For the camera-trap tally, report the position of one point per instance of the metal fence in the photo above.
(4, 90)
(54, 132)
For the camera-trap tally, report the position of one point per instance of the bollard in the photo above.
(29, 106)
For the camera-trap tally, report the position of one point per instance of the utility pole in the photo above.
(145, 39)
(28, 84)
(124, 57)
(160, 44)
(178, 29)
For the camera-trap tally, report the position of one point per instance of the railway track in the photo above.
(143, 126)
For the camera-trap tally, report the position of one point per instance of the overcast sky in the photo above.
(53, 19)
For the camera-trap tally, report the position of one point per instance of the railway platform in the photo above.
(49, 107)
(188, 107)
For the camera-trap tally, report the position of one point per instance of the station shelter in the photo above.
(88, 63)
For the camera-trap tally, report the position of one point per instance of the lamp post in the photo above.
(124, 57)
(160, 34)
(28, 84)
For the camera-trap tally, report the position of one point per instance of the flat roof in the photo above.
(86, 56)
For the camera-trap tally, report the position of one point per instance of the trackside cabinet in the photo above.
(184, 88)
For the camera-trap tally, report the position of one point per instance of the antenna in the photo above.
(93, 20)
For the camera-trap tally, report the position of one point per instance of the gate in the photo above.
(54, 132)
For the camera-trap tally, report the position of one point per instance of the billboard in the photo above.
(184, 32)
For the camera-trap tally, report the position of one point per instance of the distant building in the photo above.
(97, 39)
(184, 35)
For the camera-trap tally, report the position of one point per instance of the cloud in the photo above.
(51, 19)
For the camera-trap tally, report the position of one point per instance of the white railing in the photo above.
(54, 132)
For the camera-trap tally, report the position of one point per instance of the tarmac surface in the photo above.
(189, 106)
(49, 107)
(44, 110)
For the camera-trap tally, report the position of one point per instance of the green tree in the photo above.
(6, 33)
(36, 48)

==

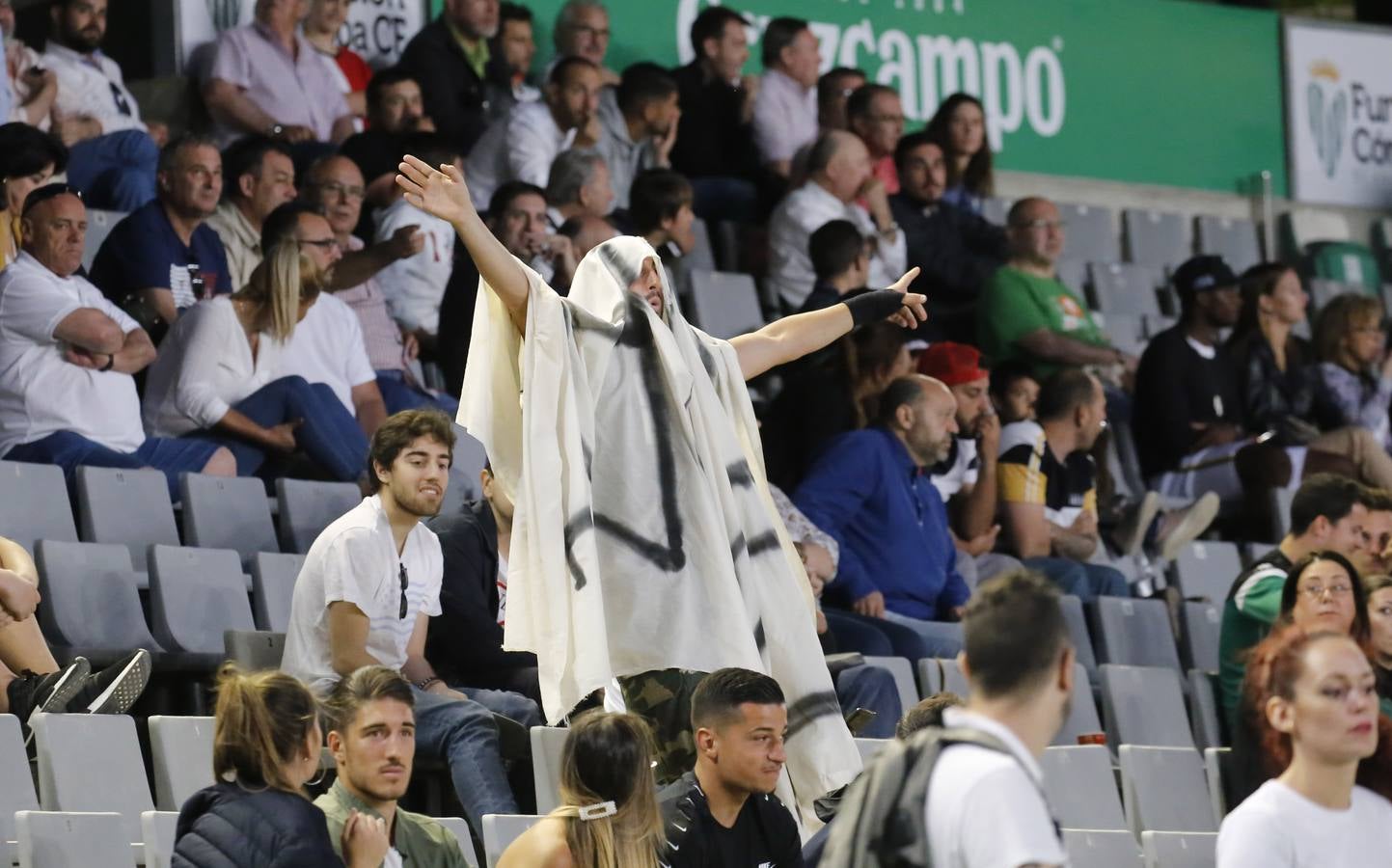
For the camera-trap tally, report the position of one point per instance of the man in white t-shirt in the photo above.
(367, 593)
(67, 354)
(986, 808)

The task: Show each line of the listing above that contains the word "railway", copying those lines without change.

The result:
For the camera-trap tally, report the position of one point per instance of the railway track in the photo above.
For the camera-trap tally, report the position of one point per instance of the railway platform in the photo above.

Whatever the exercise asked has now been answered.